_Brano scelto_.
....................
Da quel momento partono i 5 minuti infernali di quel 6 gennaio, giorno di festa e di mercato settimanale a Bitonto. In quel lasso di tempo Carlo raggiunge da via Traetta via Ugo La Malfa mentre sono in corso le pulizie, citofona alla moglie mentre la zia della bimba, che abita in un garage accanto, sta lavando le scale. Nell’androne del palazzo, visibile dalla strada perché sprovvisto di portone e in cui abita anche la nonna della piccola, si abbassa i pantaloni, abusa della bimba, si ricompone, aspetta la moglie e parte verso Le Roi Merlin dopo aver messo il passeggino di suo figlio in auto.

La versione del ragazzo è diversa. “La bambina stava scendendo i tre scalini con addosso gli stivali della zia – racconta e si legge nelle carte – mentre ero lì è caduta e sono andato immediatamente da lei per aiutarla a rialzarsi. Stavo sistemando il passeggino in macchina, una Citroen C3 Picasso, ricordo che l’ammortizzatore del pistone era rotto e il portellone dell’auto mi è caduto in testa, provocando le risate della zia della piccola”. Tutto sembra procedere normalmente fino a quando la Polizia piomba a casa di Aldo, il papà di Carlo, che abita al’ultimo piano del palazzo e che con la famiglia della bambina, i Sicolo, ha già avuto altri screzi.

Carlo e la sua famiglia vivono con il padre e la madre di lui da circa tre mesi. Ha uno sfratto e avrebbe voluto sistemarsi in quella casa popolare visto che i genitori stavano trovando un’altra sistemazione. La descrizione dell’orco fatta dalla piccola è imprecisa. “Sembrava sotto dettatura – continua Carlo -. Diceva che a farle del male era un uomo che abita nel bar, con un cane bianco e che guidava il furgone. Nessuno ha dato importanza al fatto che il cane di mio padre era morto due anni prima, che ero arrivato e ripartito con la mia auto, non con il furgone e che la bimba non avrebbe mai potuto sapere che in quel periodo lavoravo nel bar di famiglia senza che nessuno glielo avesse suggerito. Non l’avevo mai vista prima”.

Quando circa un mese dopo arriva la notifica con l’ordinanza di custodia cautelare in carcere, nonostante alcune precedenti rassicurazioni da parte degli investigatori, la famiglia di Carlo piomba nell’incubo. Papà Aldo si fionda al commissariato e gli viene suggerito il nome di un avvocato al quale rivolgersi. L’uomo si reca nello studio e in sala d’attesa vede alcuni familiari della bambina oggetto delle presunte attenzioni del figlio. L’avvocato stesso ammette di difenderli per altre questioni, ma dice ad Aldo di non preoccuparsi perché c’è un video.
....................
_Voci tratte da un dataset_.
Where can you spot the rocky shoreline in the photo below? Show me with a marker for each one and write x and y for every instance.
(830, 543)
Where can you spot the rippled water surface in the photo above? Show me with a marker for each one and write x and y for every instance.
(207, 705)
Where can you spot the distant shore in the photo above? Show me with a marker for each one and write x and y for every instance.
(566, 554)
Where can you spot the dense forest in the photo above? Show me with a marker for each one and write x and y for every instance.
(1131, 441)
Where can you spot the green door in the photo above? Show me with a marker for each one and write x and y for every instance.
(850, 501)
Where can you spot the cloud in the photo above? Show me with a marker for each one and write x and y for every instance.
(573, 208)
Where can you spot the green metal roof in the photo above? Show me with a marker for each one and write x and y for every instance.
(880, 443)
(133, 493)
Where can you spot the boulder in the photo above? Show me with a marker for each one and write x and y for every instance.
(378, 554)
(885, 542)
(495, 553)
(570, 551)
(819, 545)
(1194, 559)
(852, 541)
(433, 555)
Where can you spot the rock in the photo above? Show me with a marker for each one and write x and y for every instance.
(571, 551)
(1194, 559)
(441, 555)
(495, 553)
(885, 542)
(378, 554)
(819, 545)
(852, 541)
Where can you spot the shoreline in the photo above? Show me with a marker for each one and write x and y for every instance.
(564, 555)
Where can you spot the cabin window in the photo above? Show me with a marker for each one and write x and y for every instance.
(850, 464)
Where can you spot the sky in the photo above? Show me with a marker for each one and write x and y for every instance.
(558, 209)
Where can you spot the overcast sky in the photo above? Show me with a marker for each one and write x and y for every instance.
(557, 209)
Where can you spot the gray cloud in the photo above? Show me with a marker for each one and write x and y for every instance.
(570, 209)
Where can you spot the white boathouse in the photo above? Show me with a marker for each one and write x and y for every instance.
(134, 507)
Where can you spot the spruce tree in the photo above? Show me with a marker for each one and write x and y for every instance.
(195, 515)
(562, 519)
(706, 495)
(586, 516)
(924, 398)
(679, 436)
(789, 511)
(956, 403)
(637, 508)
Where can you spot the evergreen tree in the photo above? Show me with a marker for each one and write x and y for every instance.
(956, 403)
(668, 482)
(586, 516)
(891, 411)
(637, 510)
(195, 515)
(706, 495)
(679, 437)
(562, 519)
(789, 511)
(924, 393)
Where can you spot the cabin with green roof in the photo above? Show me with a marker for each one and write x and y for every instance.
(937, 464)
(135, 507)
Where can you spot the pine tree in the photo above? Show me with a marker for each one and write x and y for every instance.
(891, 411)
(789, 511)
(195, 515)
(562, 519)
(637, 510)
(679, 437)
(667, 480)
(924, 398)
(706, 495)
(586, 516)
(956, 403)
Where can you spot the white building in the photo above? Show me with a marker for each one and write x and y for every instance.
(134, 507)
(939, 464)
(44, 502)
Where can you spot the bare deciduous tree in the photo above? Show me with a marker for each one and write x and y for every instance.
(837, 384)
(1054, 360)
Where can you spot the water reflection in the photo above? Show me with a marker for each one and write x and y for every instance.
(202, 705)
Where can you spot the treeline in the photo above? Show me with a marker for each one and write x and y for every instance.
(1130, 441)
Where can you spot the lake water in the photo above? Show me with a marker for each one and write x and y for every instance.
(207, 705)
....................
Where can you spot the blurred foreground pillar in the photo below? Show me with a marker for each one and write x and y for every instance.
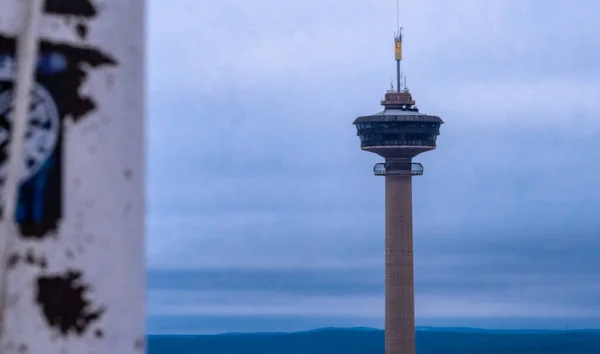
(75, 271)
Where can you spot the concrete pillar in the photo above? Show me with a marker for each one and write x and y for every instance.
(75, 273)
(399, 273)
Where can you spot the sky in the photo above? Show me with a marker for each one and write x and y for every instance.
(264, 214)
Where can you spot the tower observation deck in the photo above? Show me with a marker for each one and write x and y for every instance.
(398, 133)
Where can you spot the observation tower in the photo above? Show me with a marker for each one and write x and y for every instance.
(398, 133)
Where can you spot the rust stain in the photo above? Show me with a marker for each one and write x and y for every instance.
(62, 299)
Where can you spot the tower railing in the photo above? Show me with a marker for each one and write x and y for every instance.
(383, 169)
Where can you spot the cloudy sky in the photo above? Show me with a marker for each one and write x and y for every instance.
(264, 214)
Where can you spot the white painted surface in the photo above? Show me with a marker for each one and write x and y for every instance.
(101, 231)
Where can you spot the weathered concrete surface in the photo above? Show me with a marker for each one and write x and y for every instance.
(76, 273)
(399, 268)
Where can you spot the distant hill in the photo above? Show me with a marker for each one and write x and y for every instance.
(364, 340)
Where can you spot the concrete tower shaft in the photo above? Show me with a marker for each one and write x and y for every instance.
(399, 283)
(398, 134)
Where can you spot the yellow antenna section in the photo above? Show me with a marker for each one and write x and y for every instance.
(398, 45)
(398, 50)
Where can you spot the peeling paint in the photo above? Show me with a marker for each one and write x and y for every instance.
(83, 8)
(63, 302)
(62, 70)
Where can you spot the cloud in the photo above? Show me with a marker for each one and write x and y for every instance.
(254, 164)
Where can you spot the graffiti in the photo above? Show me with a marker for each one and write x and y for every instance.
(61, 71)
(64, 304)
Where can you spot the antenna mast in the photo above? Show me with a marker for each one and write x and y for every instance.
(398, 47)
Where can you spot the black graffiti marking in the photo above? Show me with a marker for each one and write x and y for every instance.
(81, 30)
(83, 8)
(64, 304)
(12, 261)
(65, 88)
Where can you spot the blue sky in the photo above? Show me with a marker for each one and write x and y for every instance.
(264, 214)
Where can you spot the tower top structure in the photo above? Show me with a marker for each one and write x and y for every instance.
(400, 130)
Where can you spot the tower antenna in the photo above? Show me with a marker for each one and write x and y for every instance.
....................
_Cosa si chiede_. Prosegui il brano sul caso di Bitonto, riprendendo subito dopo la sua ultima frase.

_Risposta_.
Peccato, però, che quel video sia parziale: solo 1 ora 4 minuti e 53 secondi  a disposizione, ma totalmente insignificanti. Le immagini della telecamera pubblica, montata in cima a un palo, partono dal momento successivo al fatto. E il resto? Nel corso del processo, quando a chi indagava è stato chiesto se avesse visto il filmato, la risposta ha scandalizzato tutti: “Assolutamente no, non ce n’era motivo”. Il video sarebbe potuto essere determinante, perché avrebbe potuto fornire elementi essenziali alla determinazione dell’innocenza o della colpevolezza di Carlo.

Non siamo giuristi, ma la prassi sembra se non altro discutibile. Il responsabile delle indagini non è più a Bitonto, così come in quel garage abusivo in via Ugo La Malfa non c’è più neppure la famiglia della piccola, emigrata in Lombardia. Famiglia che a quanto pare avrebbe avuto problemi con un altro minore, seguito dai servizi sociali. Episodio avvenuto prima della presunta violenza.

E torniamo a quel giorno. Nonostante le accuse gravissime, la bimba viene sottoposta a visita specialistica solo dieci ore dopo l’accaduto, senza che emergesse alcun indizio di un eventuale abuso. Perché non è stato rispettato il protocollo previsto in queste situazioni? Tant’è che il reato di cui è stato accusato Carlo non è la violenza sessuale, neppure tentata, come inizialmente ipotizzato, ma di aver palpeggiato la piccola. “Del resto come avrei potuto fare ad abusare di lei in quelle condizioni, con almeno una ventina di suoi familiari a pochi metri, in 5 minuti e per di più con la zia che lavava le scale, con il palazzo accessibile a chiunque perché senza portone?” Carlo non riesce a darsi pace.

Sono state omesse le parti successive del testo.